Starting at the line that contains "the wood plank" and ending with the final line below, give those lines as a JSON list of strings, one string per line and with blank lines omitted.
________________________
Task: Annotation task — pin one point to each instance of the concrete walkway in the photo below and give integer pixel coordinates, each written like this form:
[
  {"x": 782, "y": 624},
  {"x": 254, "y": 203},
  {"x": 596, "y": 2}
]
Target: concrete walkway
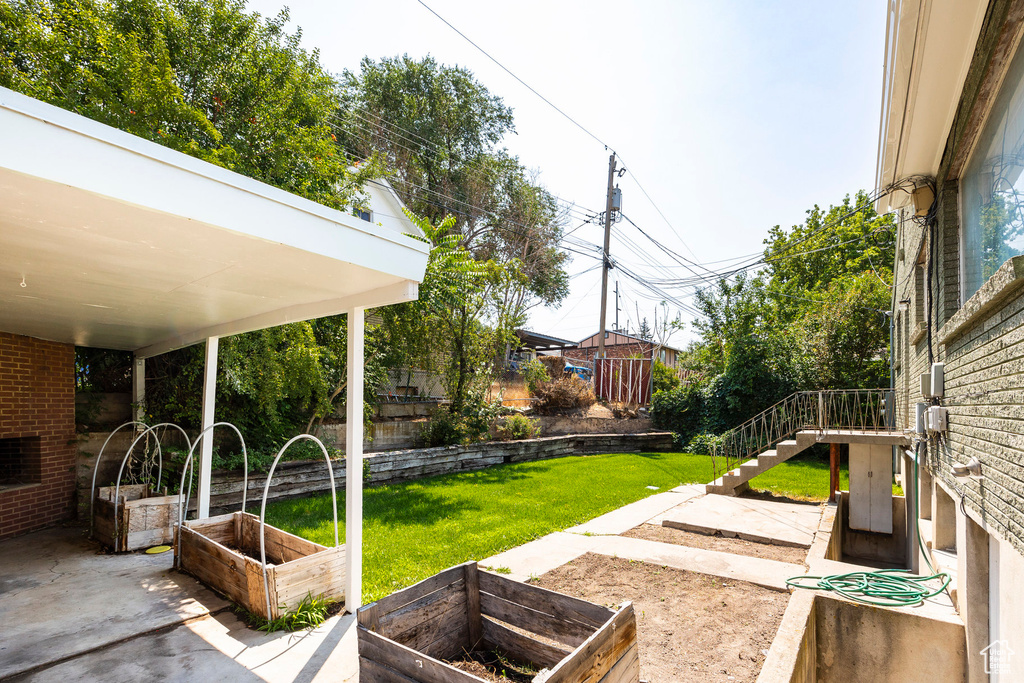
[
  {"x": 601, "y": 536},
  {"x": 71, "y": 611},
  {"x": 752, "y": 519}
]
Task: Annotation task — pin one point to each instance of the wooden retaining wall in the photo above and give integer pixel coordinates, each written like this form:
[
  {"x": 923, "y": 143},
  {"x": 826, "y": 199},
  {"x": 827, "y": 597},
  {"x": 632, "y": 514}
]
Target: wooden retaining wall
[{"x": 295, "y": 479}]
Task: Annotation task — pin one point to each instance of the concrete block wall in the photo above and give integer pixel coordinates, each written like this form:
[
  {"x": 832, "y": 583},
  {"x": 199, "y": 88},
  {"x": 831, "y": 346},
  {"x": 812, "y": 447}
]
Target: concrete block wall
[{"x": 37, "y": 402}]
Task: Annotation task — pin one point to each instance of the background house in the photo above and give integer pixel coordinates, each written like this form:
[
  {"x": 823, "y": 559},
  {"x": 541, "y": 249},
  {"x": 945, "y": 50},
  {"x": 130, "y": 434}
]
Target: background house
[
  {"x": 622, "y": 345},
  {"x": 952, "y": 142},
  {"x": 114, "y": 242}
]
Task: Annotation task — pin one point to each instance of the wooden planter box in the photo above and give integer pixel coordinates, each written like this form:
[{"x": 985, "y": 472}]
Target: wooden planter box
[
  {"x": 143, "y": 519},
  {"x": 223, "y": 553},
  {"x": 404, "y": 636}
]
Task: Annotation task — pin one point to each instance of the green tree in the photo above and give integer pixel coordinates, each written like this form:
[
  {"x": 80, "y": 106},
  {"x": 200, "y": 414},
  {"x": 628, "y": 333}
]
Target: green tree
[
  {"x": 208, "y": 79},
  {"x": 437, "y": 131},
  {"x": 459, "y": 310},
  {"x": 201, "y": 77}
]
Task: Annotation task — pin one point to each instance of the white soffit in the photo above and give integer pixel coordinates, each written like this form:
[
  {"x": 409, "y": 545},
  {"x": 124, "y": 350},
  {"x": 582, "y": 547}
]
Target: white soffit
[
  {"x": 930, "y": 44},
  {"x": 124, "y": 244}
]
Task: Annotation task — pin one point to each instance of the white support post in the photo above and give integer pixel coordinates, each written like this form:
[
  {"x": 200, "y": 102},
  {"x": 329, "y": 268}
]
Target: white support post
[
  {"x": 353, "y": 463},
  {"x": 138, "y": 389},
  {"x": 206, "y": 452}
]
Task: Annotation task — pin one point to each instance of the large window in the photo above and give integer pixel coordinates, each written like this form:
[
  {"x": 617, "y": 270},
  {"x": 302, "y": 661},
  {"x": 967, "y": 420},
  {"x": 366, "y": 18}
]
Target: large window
[{"x": 992, "y": 186}]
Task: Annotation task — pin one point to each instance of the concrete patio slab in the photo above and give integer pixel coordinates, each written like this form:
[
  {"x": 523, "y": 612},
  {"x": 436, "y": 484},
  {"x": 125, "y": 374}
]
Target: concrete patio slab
[
  {"x": 220, "y": 648},
  {"x": 751, "y": 519},
  {"x": 769, "y": 573},
  {"x": 554, "y": 550},
  {"x": 626, "y": 517},
  {"x": 61, "y": 596},
  {"x": 543, "y": 555}
]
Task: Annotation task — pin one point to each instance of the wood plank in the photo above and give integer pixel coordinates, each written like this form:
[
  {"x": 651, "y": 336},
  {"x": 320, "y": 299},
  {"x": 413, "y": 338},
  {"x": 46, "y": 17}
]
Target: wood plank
[
  {"x": 281, "y": 546},
  {"x": 256, "y": 600},
  {"x": 564, "y": 631},
  {"x": 473, "y": 605},
  {"x": 597, "y": 654},
  {"x": 367, "y": 615},
  {"x": 219, "y": 529},
  {"x": 627, "y": 670},
  {"x": 150, "y": 538},
  {"x": 213, "y": 564},
  {"x": 518, "y": 646},
  {"x": 420, "y": 624},
  {"x": 450, "y": 645},
  {"x": 556, "y": 604},
  {"x": 374, "y": 672},
  {"x": 407, "y": 595},
  {"x": 424, "y": 608},
  {"x": 409, "y": 662}
]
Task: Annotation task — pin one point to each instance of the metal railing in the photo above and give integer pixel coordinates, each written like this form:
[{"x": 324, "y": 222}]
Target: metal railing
[{"x": 833, "y": 410}]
________________________
§ OUTPUT FOR THIS EXERCISE:
[
  "Task: Annotation task — pin one point to each instance of the wood plank in the photo above and give integer pixel coordinates, each written like this form:",
  "[",
  "  {\"x\": 651, \"y\": 336},",
  "  {\"x\": 320, \"y\": 299},",
  "  {\"x\": 413, \"y\": 338},",
  "  {\"x\": 46, \"y\": 17}",
  "]",
  "Target: wood plank",
  "[",
  "  {\"x\": 281, \"y\": 546},",
  "  {\"x\": 256, \"y\": 600},",
  "  {\"x\": 564, \"y\": 631},",
  "  {\"x\": 473, \"y\": 605},",
  "  {\"x\": 597, \"y\": 654},",
  "  {\"x\": 367, \"y\": 615},",
  "  {\"x\": 219, \"y\": 529},",
  "  {\"x\": 627, \"y\": 670},",
  "  {\"x\": 150, \"y\": 538},",
  "  {\"x\": 213, \"y\": 564},",
  "  {\"x\": 518, \"y\": 646},",
  "  {\"x\": 420, \"y\": 624},",
  "  {\"x\": 450, \"y\": 645},",
  "  {\"x\": 556, \"y\": 604},",
  "  {\"x\": 374, \"y\": 672},",
  "  {\"x\": 407, \"y\": 595},",
  "  {\"x\": 424, \"y\": 608},",
  "  {\"x\": 409, \"y\": 662}",
  "]",
  "Task: Annotation task — pin one point to each instance of the metal railing in the photo above and give integer pixel coordinates, each written like this form:",
  "[{\"x\": 324, \"y\": 222}]",
  "Target: metal railing",
  "[{\"x\": 833, \"y\": 410}]"
]